Work to do: Reproduce the lines below word for word, from the first line through the line containing "[1115, 154]", with both of those lines included.

━━ Records to process ━━

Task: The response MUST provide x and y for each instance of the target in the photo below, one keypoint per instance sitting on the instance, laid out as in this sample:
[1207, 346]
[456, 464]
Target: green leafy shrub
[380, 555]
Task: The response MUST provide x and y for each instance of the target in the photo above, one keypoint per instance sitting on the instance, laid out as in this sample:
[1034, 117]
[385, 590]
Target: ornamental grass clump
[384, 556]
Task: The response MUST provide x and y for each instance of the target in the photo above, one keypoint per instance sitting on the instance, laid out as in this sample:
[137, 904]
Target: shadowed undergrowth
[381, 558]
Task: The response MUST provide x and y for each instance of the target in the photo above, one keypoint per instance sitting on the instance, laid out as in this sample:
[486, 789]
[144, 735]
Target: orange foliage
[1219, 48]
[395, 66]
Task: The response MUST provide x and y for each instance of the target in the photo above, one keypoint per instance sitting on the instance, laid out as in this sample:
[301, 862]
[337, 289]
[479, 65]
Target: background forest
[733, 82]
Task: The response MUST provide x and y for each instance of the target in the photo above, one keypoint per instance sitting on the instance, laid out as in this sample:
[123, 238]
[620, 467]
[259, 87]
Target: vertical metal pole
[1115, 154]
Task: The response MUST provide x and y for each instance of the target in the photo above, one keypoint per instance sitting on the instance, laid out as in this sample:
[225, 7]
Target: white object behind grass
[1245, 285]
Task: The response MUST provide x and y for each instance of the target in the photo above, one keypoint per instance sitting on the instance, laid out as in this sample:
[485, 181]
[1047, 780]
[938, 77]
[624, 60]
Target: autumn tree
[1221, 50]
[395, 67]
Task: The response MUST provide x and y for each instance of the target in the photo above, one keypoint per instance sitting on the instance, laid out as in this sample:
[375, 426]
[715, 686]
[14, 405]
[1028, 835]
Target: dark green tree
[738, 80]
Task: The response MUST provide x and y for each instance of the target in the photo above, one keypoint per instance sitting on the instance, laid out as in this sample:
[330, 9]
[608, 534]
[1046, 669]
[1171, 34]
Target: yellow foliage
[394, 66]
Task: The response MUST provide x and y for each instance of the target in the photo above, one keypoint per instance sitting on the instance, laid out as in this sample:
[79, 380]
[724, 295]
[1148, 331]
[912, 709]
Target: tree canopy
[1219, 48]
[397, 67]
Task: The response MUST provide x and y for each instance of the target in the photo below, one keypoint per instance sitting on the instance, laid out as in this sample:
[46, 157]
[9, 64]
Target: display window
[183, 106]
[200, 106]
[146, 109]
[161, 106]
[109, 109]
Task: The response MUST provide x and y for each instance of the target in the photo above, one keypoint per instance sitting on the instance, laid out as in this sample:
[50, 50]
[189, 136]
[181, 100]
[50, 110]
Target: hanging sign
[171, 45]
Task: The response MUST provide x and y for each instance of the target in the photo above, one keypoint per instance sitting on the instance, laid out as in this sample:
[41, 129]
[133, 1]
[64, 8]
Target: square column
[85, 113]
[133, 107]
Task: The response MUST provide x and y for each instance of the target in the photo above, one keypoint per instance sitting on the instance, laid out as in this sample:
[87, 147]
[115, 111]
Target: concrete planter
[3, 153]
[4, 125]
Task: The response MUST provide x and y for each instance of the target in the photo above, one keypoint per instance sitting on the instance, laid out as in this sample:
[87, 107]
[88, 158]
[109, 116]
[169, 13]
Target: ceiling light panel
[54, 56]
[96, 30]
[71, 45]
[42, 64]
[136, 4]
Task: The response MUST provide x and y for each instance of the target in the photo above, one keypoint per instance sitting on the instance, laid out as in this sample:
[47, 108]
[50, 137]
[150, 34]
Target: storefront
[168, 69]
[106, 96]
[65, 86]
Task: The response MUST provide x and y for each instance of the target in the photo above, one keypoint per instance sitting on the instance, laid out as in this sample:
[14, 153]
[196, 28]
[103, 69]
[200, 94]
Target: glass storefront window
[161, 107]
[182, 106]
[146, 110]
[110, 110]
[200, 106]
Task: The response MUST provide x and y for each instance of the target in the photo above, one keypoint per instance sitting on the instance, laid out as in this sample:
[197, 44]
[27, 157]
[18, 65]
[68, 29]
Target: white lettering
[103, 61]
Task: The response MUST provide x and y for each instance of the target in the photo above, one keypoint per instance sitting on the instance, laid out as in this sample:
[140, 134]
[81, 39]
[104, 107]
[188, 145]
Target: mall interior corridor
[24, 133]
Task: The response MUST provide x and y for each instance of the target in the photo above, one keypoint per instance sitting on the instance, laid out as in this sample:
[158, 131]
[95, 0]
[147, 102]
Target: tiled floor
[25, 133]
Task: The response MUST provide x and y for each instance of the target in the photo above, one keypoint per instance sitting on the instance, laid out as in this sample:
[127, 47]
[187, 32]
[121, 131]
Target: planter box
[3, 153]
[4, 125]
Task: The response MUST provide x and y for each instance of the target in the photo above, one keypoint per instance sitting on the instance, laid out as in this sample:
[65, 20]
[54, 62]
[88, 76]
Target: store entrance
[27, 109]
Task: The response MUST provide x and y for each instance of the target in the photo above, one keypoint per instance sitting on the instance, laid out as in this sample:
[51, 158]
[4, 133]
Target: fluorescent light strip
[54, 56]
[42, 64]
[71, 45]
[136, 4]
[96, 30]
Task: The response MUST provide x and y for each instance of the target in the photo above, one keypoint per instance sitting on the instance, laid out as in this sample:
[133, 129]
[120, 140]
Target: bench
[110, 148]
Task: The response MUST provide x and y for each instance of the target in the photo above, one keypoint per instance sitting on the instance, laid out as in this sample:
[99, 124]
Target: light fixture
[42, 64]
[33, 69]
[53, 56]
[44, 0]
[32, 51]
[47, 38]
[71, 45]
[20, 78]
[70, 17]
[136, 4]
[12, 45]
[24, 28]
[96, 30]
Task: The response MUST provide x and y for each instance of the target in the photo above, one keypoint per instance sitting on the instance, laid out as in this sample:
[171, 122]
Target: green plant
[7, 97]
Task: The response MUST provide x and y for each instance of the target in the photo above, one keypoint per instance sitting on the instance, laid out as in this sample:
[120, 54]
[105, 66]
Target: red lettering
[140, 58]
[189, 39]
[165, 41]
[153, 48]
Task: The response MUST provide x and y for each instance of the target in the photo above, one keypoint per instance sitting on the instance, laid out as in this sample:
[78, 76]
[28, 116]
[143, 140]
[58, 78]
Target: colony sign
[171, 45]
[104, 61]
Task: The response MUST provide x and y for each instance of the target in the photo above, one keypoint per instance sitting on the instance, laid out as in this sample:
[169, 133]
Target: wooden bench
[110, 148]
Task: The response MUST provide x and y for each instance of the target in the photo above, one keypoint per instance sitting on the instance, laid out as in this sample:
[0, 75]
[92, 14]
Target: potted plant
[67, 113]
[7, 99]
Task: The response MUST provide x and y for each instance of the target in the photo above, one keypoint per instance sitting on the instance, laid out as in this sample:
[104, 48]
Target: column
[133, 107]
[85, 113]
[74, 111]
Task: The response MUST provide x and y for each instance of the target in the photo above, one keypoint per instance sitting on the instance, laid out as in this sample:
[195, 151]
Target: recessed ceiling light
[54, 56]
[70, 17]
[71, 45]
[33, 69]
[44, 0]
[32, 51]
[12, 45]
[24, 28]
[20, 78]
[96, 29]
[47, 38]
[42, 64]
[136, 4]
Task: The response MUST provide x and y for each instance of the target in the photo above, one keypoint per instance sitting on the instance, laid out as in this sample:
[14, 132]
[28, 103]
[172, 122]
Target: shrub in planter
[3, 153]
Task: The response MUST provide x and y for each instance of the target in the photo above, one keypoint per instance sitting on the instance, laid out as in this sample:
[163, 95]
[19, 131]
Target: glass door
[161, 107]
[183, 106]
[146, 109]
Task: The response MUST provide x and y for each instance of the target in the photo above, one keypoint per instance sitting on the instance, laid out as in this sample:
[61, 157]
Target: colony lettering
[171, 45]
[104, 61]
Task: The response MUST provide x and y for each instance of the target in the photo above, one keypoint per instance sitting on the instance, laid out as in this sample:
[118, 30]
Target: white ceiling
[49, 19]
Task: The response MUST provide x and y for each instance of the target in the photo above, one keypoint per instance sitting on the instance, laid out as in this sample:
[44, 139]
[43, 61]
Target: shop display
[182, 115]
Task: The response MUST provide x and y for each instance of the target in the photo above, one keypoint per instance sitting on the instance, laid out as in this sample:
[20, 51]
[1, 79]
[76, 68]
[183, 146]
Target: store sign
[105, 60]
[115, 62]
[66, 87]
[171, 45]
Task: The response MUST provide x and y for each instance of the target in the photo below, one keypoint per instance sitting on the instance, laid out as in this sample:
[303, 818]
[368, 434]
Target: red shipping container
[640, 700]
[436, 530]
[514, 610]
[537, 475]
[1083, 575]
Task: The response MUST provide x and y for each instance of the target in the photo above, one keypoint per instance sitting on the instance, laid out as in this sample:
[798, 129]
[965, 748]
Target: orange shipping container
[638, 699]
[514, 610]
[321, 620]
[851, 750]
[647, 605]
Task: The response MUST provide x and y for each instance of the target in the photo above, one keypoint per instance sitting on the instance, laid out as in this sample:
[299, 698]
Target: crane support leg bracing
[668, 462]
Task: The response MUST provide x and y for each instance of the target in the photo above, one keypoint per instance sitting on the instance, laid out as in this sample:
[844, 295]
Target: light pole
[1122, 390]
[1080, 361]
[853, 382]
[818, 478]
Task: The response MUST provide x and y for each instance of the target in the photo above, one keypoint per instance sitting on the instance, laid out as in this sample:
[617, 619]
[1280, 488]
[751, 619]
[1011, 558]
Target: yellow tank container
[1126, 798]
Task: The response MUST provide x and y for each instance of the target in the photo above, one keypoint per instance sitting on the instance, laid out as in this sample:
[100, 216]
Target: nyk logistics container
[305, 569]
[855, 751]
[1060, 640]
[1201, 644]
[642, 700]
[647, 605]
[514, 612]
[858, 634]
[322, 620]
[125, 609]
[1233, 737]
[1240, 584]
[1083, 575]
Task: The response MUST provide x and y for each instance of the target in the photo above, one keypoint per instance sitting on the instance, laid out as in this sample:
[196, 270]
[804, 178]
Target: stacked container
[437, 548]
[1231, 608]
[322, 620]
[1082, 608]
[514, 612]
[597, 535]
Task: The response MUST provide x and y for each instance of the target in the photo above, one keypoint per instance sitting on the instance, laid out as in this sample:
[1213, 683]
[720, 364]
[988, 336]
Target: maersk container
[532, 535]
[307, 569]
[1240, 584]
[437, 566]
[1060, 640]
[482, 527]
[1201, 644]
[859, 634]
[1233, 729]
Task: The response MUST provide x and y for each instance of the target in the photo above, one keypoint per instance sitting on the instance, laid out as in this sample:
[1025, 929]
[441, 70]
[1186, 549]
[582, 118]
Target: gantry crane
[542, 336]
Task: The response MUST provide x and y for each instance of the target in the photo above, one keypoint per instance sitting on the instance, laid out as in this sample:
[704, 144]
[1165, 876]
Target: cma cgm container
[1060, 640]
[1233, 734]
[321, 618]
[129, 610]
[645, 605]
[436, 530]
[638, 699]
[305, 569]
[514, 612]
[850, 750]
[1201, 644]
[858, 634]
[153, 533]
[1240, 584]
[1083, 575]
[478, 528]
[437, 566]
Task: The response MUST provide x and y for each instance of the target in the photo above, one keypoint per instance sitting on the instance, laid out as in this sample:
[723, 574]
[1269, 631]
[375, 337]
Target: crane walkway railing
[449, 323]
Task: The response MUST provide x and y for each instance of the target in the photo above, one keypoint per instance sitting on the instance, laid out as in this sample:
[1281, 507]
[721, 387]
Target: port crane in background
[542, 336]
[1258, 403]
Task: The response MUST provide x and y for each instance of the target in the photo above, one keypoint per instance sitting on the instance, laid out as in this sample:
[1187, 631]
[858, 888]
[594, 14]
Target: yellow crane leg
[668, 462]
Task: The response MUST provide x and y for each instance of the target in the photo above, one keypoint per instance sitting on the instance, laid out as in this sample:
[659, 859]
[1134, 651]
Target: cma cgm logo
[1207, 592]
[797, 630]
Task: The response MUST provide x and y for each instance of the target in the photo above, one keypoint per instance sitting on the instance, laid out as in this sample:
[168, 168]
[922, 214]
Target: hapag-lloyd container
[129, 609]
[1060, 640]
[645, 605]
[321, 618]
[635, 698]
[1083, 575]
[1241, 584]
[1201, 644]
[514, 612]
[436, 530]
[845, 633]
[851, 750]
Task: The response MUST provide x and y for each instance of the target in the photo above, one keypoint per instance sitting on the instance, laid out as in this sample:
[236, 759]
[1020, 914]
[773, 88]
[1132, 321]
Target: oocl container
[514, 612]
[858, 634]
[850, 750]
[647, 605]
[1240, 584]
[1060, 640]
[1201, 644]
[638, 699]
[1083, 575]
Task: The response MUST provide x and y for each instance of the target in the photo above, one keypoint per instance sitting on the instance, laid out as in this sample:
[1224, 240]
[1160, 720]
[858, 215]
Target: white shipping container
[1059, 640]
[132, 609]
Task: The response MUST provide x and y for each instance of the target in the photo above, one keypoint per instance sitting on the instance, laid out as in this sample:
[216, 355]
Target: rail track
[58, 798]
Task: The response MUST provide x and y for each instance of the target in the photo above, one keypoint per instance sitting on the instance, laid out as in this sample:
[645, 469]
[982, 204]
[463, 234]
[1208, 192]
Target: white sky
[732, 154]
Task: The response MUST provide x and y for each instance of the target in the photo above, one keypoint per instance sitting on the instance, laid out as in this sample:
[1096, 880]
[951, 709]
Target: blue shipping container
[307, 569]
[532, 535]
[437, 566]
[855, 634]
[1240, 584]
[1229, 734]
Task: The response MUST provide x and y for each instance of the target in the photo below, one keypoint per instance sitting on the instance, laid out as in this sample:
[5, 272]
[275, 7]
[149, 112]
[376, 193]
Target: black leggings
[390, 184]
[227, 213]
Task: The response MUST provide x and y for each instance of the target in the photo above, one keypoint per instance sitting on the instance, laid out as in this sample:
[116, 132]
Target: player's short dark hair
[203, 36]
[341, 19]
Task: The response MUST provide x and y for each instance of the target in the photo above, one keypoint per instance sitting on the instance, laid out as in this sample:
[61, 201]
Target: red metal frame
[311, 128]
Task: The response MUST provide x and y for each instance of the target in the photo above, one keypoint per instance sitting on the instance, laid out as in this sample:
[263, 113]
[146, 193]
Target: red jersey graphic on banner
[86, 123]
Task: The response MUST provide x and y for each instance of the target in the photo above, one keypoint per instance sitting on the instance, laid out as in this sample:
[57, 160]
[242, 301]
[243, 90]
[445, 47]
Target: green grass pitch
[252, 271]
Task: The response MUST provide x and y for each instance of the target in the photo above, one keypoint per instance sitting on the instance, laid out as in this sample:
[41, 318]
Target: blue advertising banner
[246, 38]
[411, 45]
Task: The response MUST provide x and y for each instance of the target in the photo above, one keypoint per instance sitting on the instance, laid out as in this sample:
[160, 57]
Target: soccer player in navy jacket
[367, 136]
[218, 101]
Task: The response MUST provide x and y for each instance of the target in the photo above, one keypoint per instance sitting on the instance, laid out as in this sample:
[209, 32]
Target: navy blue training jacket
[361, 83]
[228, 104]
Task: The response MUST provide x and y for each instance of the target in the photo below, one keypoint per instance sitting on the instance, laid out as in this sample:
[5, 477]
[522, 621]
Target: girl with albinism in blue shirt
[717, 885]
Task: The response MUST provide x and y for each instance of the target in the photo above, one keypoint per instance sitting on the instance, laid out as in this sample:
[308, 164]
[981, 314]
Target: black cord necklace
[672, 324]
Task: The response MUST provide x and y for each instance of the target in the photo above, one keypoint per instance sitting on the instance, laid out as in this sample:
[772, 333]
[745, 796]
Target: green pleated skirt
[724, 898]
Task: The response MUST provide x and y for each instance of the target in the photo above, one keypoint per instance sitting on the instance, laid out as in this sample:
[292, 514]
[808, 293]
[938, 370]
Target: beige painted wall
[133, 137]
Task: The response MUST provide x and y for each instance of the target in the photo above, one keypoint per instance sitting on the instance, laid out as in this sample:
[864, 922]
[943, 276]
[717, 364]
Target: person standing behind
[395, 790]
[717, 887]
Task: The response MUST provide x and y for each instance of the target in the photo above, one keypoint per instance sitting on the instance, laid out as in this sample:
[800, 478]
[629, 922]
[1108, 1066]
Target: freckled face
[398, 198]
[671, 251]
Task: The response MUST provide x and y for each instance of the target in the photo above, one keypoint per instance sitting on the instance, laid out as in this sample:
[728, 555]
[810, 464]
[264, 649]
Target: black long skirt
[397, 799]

━━━

Written answer:
Task: The response MUST provide x and y for each instance of the target in the photo below, one keypoint per instance sitting on the instance, laid out as in this sample:
[1207, 346]
[456, 464]
Target: green leafy shrub
[380, 555]
Task: The response MUST provide x and y for each instance of the target in the photo above, one keypoint per instance sitting on the instance, laid out as in this sample:
[1034, 117]
[385, 590]
Target: ornamental grass clump
[384, 556]
Task: The response MUST provide x and y for each instance of the target in the photo above, one keypoint per instance sitting on the instance, laid out as in this sample:
[137, 904]
Target: shadowed undergrowth
[381, 558]
Task: The response MUST provide x and y for each instance of the target in the photo above, one keypoint per instance sitting on the instance, laid out as in this sample:
[486, 789]
[144, 735]
Target: orange foliage
[1219, 48]
[395, 66]
Task: The response MUST provide x and y for each instance of the target in the photo above, one keypoint per instance sitting on the instance, laid out as in this sample:
[301, 862]
[337, 289]
[479, 65]
Target: background forest
[733, 82]
Task: The response MUST provide x and y for each instance of the target in the photo above, one keypoint per instance sitting on the instance, laid out as in this sample:
[123, 238]
[620, 467]
[259, 87]
Target: vertical metal pole
[1115, 154]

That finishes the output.